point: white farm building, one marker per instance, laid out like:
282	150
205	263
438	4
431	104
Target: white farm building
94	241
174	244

========================================================================

* **Exercise objective**: Print all the data exactly.

* **Output of the exercise**:
point: white farm building, one marker per instance, laid out like:
282	150
205	263
438	4
431	104
Target: white farm building
94	241
174	244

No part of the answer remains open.